From the records below, pull out every line that contains the word "gravel" and copy each one unchanged.

=== Extracted material ===
*-*-*

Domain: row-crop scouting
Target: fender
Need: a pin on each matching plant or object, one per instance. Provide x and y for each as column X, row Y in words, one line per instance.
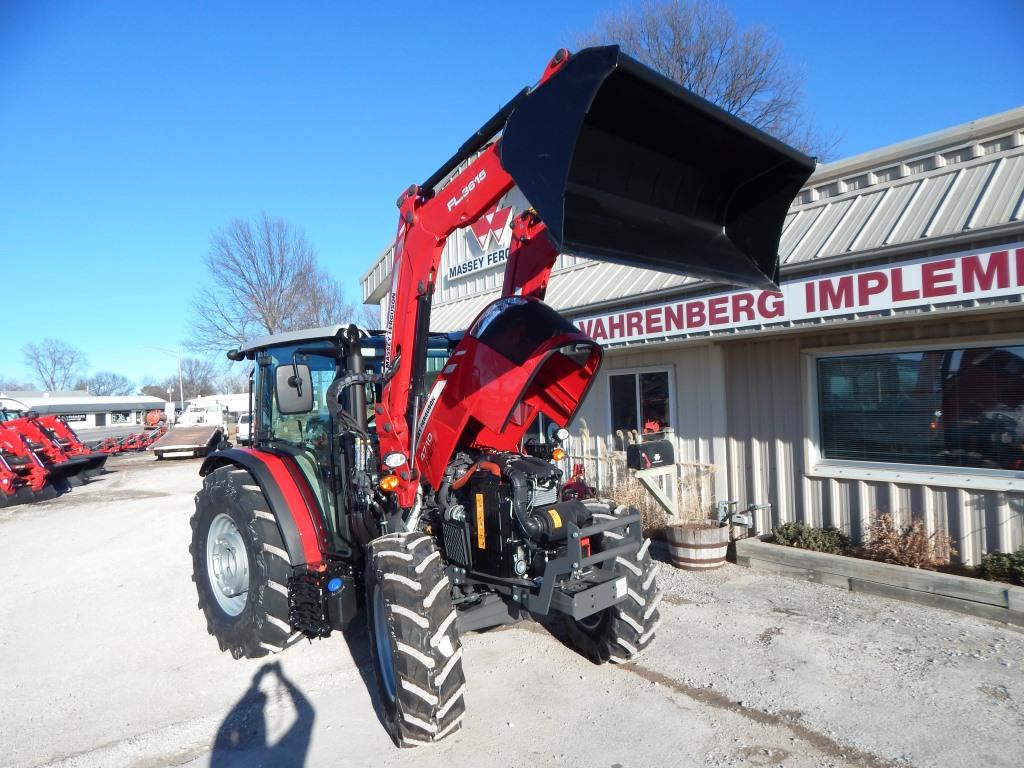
column 299, row 522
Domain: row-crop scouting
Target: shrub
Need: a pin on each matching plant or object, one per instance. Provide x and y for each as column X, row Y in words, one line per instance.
column 1004, row 566
column 830, row 541
column 911, row 545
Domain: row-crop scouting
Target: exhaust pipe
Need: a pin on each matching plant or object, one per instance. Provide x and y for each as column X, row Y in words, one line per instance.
column 624, row 165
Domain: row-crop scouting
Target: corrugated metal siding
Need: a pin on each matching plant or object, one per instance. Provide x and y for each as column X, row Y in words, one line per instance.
column 765, row 395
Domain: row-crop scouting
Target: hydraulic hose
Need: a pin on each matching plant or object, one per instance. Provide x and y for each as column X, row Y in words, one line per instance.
column 520, row 504
column 489, row 466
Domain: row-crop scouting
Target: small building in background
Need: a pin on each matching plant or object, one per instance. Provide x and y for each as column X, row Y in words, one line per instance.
column 84, row 411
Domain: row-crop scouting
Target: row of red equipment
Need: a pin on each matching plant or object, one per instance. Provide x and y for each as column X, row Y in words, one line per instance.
column 132, row 442
column 41, row 457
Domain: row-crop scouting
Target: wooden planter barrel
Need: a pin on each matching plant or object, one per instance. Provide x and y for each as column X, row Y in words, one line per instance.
column 697, row 546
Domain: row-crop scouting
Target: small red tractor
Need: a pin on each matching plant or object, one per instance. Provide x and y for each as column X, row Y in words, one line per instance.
column 59, row 460
column 426, row 508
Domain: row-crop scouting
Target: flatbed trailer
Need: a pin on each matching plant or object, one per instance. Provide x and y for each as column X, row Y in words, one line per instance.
column 188, row 441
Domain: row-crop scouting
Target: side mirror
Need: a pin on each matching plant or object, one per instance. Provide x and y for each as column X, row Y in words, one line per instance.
column 294, row 388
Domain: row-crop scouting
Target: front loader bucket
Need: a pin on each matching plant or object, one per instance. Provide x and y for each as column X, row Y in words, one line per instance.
column 624, row 165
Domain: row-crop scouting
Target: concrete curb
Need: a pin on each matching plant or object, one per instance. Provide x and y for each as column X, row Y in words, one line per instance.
column 994, row 600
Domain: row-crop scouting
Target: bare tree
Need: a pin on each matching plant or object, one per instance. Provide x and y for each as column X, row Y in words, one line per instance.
column 12, row 385
column 55, row 363
column 198, row 377
column 232, row 379
column 105, row 382
column 697, row 44
column 264, row 279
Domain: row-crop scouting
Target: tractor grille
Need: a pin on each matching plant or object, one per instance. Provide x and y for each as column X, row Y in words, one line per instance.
column 456, row 543
column 543, row 496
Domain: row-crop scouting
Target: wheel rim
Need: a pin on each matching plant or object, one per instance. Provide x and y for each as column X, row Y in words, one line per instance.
column 382, row 637
column 227, row 564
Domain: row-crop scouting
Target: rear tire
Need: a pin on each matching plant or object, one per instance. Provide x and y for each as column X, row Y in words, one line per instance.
column 240, row 566
column 626, row 630
column 414, row 641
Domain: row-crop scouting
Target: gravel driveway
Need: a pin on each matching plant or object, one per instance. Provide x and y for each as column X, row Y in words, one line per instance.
column 104, row 660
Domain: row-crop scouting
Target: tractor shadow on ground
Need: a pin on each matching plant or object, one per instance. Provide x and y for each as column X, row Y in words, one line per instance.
column 243, row 738
column 358, row 639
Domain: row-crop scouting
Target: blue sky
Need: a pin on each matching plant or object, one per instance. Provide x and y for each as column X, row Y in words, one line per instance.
column 129, row 130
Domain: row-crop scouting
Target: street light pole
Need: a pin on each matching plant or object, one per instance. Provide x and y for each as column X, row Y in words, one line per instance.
column 181, row 389
column 177, row 353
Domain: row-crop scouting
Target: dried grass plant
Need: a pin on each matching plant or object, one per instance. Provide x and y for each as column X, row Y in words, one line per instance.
column 909, row 545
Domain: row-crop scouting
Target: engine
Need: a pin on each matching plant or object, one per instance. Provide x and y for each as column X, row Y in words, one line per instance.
column 503, row 515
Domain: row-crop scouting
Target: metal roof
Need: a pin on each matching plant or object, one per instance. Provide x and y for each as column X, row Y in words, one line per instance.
column 938, row 190
column 43, row 403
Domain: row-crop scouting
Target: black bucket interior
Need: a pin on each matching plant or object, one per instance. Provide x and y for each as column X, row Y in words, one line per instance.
column 624, row 165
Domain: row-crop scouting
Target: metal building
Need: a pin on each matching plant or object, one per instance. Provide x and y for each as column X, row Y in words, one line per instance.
column 886, row 375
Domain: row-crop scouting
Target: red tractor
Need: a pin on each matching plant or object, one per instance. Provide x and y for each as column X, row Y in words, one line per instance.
column 425, row 507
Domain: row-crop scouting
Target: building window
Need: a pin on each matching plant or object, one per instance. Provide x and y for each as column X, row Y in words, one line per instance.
column 640, row 402
column 955, row 408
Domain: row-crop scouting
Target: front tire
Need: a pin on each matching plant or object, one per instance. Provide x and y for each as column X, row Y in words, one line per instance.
column 626, row 630
column 415, row 644
column 240, row 566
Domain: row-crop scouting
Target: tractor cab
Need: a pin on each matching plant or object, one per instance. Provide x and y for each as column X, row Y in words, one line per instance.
column 298, row 396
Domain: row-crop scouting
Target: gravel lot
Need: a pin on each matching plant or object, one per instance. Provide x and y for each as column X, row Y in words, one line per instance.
column 104, row 660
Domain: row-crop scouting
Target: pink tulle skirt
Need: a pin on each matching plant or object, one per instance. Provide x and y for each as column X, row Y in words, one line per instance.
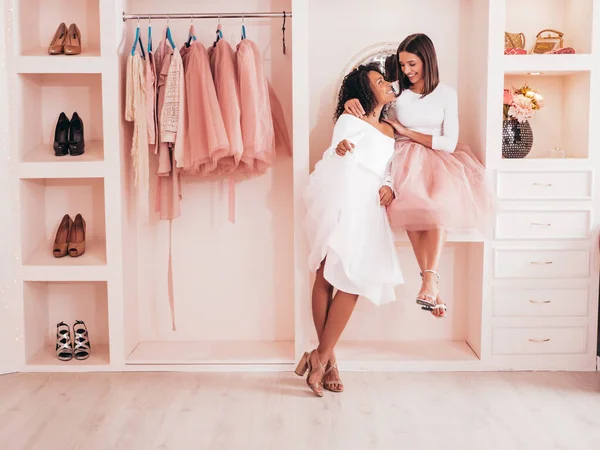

*-*-*

=== Result ===
Target: gravel driveway
Target: gravel lot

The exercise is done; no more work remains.